Rewrite every line of the material below as a numbered list, leaving out any blank lines.

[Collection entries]
▬▬▬▬▬▬▬▬▬▬

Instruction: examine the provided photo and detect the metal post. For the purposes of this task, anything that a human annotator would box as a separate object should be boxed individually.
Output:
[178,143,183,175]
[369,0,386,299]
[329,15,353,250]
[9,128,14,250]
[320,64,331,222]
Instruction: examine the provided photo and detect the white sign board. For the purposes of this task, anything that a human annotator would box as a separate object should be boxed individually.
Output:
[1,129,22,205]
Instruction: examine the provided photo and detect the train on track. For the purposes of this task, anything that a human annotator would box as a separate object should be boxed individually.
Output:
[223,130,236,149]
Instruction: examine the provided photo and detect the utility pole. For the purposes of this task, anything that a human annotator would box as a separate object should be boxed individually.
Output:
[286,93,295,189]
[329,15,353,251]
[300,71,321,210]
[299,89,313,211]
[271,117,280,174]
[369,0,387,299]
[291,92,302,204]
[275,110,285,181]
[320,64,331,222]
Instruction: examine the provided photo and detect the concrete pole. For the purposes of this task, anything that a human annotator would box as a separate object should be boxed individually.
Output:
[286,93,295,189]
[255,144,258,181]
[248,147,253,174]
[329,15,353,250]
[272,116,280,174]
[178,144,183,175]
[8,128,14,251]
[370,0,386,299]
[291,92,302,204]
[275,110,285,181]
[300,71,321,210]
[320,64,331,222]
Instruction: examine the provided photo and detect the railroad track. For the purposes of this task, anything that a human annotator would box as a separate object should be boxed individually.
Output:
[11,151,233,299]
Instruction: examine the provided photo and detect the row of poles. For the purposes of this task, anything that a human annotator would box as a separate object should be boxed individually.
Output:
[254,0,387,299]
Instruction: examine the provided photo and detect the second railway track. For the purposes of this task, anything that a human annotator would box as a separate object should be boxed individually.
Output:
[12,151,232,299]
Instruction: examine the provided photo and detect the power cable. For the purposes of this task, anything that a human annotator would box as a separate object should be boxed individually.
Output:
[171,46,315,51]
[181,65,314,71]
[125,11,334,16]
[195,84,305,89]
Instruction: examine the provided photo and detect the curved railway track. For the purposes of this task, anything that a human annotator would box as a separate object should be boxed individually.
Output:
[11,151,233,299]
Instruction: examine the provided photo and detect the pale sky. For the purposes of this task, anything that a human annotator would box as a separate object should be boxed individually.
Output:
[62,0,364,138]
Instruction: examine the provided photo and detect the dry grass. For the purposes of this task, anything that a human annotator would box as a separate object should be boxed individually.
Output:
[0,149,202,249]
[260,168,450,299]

▬▬▬▬▬▬▬▬▬▬

* _REPLY_
1. Instruction: examine the provided photo and detect the metal post. For the purposes of this task, anything that a human annotator would box as a separate object should be boxed individually.
2. Output:
3. [178,143,183,175]
4. [369,0,386,299]
5. [329,15,353,250]
6. [9,128,14,250]
7. [320,64,331,222]
8. Instruction: examine the provided photo and detect the white sign board. For the purposes of this task, anything that a human annotator would box as a separate object should be boxed individually.
9. Output:
10. [1,129,22,205]
11. Instruction: examine the provided photo and detect the train on track. For the purposes of this task, anything that a human annotator would box as a separate object should be boxed individually.
12. Output:
13. [223,130,236,149]
14. Instruction: examine the provided photo and detect the utility pole. For the purposes of this task, anything that a human annotator would box as a separate object should be boxed individually.
15. Output:
16. [286,93,295,189]
17. [329,15,353,251]
18. [300,71,321,210]
19. [299,89,313,211]
20. [271,117,280,174]
21. [369,0,387,299]
22. [291,92,302,204]
23. [275,110,285,181]
24. [320,64,331,222]
25. Instruction: examine the provided photo and detect the concrete pole. For the purposes of this task, anything that a human annotator would box as a separate object should be boxed individually.
26. Output:
27. [286,93,295,189]
28. [255,144,258,181]
29. [248,147,253,174]
30. [329,15,353,250]
31. [272,116,280,174]
32. [178,144,183,175]
33. [8,128,14,251]
34. [370,0,386,299]
35. [291,92,302,204]
36. [275,110,285,181]
37. [300,71,321,210]
38. [320,64,331,222]
39. Instruction: examine the provided photo and detect the railroad track. For the purposes of this task, anything that a human annotator would box as a separate object should be boxed individually.
40. Output:
41. [11,151,233,299]
42. Instruction: examine the provided photo and detect the row of poles. For the purposes of this task, anything that a human annotator would box as a separate object should be boxed individually.
43. Output:
44. [254,0,387,299]
45. Instruction: examine the provided photo and detect the second railway track. For the purposes of this task, anything that a human annotator would box as a separate object should be boxed individually.
46. Output:
47. [12,151,232,299]
48. Instruction: examine the provided photo and detect the power cable. For the purposes of this task, anything that a human annotator would box as a separate object should be boxed individually.
49. Output:
50. [171,46,315,51]
51. [181,65,314,71]
52. [125,11,334,16]
53. [195,84,305,89]
54. Instruction: examine the provided photo and detect the curved railway track. For the purposes of this task, anything that a human annotator would box as a separate object should be boxed individually.
55. Output:
56. [11,151,233,299]
57. Instruction: examine the provided photo and detect the pale sky. For the purposes of this task, anything that a human annotator would box as a separate object should be boxed individually.
58. Output:
59. [62,0,364,138]
60. Instruction: examine the provided photo and detect the dry grass. For the purposes of this task, anything that a human annotator would box as a separate object should be boxed individually.
61. Output:
62. [0,149,202,249]
63. [260,168,450,299]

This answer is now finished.